### YOUR GOAL:
Gather each line from the items below that contains the word "white", and copy those lines unchanged.

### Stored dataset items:

━━━━━━━━━━

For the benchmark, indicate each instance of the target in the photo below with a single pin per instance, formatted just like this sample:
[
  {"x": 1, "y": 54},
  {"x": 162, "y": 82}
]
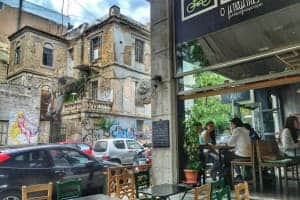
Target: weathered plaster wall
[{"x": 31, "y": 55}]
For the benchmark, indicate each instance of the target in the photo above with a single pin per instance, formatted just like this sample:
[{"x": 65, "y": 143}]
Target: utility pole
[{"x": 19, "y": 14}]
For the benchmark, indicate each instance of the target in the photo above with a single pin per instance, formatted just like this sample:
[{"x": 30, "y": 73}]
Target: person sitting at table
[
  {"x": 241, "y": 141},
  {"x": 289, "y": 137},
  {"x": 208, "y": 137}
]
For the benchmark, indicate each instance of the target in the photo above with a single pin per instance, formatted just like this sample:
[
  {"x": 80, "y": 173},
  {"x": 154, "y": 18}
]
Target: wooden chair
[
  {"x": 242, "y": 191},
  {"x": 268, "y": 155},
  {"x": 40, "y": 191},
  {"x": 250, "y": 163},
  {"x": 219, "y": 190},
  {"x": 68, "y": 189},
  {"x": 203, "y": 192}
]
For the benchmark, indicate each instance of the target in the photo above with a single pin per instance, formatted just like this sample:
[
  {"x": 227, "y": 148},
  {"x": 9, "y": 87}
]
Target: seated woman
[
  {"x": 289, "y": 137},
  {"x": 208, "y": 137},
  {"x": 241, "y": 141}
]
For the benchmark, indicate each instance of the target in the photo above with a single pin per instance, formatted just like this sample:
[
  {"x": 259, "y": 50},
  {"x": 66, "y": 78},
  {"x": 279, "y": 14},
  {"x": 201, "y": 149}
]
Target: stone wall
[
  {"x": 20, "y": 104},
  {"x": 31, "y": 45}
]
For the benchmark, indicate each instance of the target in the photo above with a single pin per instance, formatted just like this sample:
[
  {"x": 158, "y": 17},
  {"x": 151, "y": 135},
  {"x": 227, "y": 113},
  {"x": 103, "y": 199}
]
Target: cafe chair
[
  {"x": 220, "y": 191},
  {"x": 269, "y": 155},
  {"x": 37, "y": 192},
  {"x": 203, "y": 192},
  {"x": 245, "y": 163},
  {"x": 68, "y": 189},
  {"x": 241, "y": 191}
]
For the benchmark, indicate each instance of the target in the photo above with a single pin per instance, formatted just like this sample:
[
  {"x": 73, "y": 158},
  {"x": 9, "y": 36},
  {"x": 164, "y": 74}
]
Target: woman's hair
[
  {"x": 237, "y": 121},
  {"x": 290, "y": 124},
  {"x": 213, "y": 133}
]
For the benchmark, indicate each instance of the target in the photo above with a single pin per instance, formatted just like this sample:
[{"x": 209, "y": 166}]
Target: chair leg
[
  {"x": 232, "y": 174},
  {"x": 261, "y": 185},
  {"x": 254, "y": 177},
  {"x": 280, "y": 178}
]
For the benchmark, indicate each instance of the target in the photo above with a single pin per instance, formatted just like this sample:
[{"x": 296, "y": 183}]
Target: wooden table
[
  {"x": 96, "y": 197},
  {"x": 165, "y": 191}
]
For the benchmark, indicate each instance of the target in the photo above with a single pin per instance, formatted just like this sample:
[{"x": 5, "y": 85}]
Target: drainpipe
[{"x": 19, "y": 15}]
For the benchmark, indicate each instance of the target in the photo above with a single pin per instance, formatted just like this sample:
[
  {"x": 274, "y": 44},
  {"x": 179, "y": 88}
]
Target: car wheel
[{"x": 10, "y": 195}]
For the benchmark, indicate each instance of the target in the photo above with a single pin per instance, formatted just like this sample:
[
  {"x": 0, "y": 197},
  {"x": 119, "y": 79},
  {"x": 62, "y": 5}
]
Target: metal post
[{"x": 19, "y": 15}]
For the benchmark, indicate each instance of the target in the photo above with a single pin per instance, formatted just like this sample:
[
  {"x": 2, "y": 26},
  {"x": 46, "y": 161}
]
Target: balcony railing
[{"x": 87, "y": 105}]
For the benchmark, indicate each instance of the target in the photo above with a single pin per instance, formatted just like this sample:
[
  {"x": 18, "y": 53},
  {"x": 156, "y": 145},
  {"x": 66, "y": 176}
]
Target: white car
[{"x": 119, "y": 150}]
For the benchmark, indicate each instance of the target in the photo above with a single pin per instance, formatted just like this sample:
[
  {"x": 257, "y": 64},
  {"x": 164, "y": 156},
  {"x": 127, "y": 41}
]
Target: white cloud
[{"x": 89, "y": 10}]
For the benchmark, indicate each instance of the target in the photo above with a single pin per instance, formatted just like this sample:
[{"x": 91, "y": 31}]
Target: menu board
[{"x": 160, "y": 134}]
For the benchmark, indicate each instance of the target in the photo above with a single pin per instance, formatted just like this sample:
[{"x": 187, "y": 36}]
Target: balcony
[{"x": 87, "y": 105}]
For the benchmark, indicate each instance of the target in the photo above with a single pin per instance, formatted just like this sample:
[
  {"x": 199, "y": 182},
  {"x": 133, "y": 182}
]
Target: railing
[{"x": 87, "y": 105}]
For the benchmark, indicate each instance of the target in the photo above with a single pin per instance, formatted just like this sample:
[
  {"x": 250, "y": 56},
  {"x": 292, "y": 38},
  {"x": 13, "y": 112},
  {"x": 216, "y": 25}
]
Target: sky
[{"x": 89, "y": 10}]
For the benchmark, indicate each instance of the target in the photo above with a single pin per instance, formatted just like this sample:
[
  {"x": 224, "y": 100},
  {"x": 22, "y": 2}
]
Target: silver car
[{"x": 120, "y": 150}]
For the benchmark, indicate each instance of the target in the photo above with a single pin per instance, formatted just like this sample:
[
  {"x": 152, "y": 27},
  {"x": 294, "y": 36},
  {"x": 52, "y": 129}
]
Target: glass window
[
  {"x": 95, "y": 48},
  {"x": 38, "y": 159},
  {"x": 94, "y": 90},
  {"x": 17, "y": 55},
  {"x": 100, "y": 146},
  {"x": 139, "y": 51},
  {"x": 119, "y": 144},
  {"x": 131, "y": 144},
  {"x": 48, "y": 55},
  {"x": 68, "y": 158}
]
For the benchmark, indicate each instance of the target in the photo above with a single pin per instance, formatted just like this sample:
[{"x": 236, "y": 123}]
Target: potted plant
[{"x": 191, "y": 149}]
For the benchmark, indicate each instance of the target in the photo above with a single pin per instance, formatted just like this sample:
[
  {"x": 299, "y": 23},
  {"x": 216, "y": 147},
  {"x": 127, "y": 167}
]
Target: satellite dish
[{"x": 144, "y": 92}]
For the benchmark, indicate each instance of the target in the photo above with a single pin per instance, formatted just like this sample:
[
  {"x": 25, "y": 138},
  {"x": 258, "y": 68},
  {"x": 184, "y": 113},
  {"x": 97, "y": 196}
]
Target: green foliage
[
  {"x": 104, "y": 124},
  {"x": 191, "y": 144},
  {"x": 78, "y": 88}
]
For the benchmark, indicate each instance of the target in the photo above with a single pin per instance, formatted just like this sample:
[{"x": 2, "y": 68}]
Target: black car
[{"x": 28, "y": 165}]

━━━━━━━━━━

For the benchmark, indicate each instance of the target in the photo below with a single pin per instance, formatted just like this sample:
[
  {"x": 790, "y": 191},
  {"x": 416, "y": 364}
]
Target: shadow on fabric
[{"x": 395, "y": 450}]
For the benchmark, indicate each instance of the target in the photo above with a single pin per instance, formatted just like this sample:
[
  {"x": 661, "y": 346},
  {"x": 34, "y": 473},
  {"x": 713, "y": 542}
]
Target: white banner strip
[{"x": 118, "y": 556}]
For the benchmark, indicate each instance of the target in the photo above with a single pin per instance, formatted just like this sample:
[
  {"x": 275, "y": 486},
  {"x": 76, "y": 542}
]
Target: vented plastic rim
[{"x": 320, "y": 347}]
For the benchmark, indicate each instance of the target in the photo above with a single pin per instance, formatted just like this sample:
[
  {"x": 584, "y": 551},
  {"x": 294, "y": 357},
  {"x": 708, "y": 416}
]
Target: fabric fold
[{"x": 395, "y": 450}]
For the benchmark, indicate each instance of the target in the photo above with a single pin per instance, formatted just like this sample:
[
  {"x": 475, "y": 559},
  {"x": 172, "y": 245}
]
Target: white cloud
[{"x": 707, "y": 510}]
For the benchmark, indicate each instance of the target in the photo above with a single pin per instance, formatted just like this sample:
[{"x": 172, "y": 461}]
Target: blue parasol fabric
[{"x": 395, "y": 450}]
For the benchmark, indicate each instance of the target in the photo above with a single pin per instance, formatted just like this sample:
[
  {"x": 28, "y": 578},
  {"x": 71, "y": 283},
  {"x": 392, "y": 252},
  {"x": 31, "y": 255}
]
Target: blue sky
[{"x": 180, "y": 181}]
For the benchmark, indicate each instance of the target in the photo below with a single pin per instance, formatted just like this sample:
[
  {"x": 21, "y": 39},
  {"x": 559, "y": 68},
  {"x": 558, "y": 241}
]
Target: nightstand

━━━━━━━━━━

### SOLUTION TO THE EXERCISE:
Target: white car
Target: white cloud
Target: white banner strip
Target: white cloud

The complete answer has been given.